─── Data under study ───

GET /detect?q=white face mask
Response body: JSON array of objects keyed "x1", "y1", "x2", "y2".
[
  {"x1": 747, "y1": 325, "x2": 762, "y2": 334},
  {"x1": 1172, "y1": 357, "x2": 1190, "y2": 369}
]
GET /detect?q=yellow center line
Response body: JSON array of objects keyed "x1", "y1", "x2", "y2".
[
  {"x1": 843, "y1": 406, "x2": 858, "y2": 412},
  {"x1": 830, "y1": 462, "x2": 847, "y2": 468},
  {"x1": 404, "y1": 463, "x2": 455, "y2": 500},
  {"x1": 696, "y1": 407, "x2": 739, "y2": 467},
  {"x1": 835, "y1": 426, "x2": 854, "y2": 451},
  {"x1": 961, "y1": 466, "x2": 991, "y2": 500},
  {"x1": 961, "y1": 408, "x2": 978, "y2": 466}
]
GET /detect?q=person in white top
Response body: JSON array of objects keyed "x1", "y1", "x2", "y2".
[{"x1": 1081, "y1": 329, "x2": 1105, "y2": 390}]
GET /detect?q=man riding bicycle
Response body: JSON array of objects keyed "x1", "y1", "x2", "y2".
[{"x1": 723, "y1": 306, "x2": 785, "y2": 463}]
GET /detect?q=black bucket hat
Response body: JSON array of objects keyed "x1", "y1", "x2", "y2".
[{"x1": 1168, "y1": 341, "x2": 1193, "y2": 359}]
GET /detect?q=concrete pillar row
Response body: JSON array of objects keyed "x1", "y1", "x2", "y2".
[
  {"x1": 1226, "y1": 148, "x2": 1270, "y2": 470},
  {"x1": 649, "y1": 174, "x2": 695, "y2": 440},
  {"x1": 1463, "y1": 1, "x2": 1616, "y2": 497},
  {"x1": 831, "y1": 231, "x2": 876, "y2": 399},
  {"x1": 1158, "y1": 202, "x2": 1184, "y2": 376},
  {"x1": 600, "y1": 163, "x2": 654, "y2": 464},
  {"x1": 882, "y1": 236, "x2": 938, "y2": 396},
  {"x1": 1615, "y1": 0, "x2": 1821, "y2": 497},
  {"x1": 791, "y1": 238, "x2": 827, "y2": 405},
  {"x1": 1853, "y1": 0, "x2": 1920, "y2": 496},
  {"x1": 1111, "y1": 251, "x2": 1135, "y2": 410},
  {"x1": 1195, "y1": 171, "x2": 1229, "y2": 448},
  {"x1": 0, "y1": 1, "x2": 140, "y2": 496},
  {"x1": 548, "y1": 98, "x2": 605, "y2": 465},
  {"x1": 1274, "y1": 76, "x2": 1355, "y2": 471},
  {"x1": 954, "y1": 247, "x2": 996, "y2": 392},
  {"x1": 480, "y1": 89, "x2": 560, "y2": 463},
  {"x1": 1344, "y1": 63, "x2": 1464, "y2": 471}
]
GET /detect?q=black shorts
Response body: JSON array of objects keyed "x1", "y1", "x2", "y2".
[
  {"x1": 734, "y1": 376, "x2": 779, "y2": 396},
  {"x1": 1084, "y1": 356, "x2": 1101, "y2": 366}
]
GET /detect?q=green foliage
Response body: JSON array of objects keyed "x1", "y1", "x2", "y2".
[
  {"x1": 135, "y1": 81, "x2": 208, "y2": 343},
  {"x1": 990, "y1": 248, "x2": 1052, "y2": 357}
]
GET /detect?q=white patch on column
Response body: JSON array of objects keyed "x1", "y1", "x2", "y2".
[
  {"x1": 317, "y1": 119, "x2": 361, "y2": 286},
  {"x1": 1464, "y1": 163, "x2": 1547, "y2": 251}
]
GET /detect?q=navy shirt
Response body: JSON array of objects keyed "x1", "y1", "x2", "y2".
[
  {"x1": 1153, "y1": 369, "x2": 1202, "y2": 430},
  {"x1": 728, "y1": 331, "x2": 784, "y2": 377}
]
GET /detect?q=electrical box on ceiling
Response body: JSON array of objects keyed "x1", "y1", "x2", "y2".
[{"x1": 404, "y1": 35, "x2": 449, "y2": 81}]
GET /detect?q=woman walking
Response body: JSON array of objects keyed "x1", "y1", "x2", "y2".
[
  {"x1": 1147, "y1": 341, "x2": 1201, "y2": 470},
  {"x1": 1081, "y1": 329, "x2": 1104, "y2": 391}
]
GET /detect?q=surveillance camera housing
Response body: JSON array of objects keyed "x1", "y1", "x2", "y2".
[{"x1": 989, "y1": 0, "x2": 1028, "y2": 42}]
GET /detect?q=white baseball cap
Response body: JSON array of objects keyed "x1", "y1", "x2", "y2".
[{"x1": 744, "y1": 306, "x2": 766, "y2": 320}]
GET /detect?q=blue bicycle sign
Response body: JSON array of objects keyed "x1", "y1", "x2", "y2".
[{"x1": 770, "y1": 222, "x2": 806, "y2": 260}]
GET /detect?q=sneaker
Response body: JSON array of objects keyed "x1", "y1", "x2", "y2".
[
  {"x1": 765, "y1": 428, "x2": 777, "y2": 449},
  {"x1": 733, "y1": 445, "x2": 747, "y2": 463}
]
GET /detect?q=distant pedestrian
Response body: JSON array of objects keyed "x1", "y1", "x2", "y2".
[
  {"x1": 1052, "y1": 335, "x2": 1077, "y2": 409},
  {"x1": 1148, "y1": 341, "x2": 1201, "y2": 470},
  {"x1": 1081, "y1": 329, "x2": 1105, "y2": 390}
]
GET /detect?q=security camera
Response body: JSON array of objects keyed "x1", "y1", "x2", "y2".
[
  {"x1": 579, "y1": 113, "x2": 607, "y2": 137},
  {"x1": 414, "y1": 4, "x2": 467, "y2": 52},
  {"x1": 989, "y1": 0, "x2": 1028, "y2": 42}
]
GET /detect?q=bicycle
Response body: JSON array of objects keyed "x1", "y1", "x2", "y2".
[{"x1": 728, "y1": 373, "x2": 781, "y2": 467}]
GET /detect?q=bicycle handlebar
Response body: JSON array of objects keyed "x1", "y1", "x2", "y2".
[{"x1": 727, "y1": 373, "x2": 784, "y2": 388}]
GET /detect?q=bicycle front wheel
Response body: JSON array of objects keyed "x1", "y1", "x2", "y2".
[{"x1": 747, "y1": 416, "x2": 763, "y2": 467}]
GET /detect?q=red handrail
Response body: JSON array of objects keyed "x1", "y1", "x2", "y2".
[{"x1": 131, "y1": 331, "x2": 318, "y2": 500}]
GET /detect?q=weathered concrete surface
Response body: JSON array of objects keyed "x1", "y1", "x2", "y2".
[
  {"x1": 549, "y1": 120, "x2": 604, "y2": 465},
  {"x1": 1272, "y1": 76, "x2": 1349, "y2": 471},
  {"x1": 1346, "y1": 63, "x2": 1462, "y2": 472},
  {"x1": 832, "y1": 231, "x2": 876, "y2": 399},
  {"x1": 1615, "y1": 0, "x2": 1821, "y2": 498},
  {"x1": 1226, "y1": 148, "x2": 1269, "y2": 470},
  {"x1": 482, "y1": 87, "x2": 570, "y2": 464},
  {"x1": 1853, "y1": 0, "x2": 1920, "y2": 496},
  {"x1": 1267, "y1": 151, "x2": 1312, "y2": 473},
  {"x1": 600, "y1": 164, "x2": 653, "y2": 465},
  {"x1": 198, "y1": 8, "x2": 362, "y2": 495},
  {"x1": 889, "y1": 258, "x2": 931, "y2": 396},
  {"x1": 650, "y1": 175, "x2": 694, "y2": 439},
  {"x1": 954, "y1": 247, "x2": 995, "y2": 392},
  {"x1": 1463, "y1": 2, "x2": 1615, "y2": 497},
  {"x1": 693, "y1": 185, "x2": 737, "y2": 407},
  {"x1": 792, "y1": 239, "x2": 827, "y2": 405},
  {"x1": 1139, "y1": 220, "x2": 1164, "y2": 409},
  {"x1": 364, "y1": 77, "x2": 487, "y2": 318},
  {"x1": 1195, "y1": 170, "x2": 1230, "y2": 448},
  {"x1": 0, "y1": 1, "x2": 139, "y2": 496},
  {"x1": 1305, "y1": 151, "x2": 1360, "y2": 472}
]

───

* **Requirement**: Retype the entries above exactly, but only from the line containing "GET /detect?q=white patch on column" through the line containing "GET /detect?q=electrical box on ceiling", both included.

* **Result**:
GET /detect?q=white patch on column
Response body: JSON array of objects keyed "x1", "y1", "x2", "y2".
[
  {"x1": 317, "y1": 119, "x2": 361, "y2": 286},
  {"x1": 1464, "y1": 163, "x2": 1547, "y2": 251}
]
GET /detect?q=navy shirt
Response body: JSON array of objects keyed "x1", "y1", "x2", "y2".
[
  {"x1": 1153, "y1": 369, "x2": 1202, "y2": 430},
  {"x1": 728, "y1": 331, "x2": 784, "y2": 377}
]
GET /detect?q=electrical box on ceiling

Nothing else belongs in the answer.